ACTION ITEM: Beginning with the line where "Target: dark diagonal branch" occurs, transcribe every line exactly through the last line of the listing below, and no others.

DATA FOR THIS TASK:
<<<<

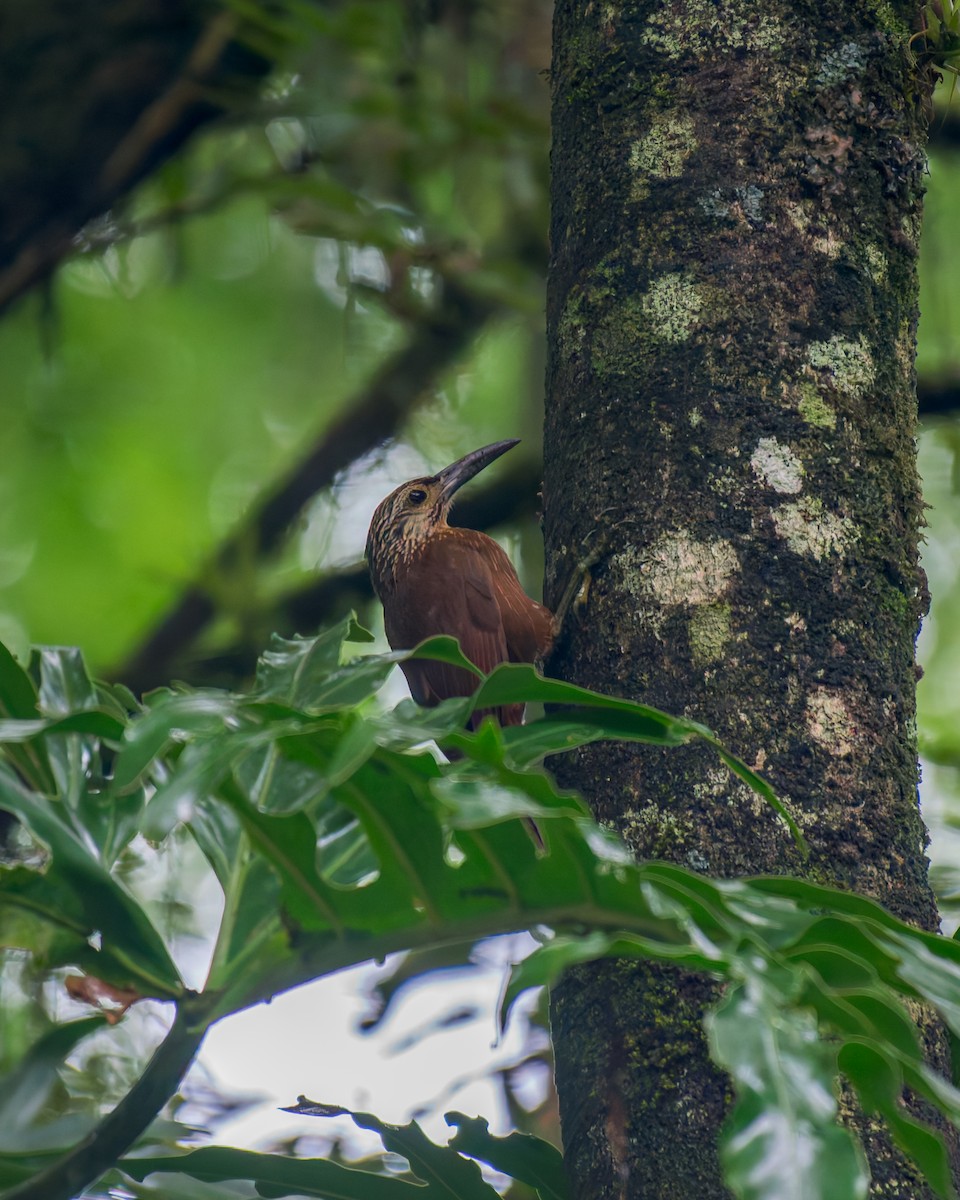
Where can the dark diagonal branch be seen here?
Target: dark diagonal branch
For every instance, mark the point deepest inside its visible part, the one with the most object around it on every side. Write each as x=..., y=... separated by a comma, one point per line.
x=97, y=95
x=373, y=417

>>>>

SOLUTION TO THIS EXERCISE:
Target: dark diagonal branch
For every instance, mark the point deepest inside its visible part, the one with the most object around it on every side. Write each as x=..., y=... separated by a comma, one point per line.
x=97, y=95
x=373, y=417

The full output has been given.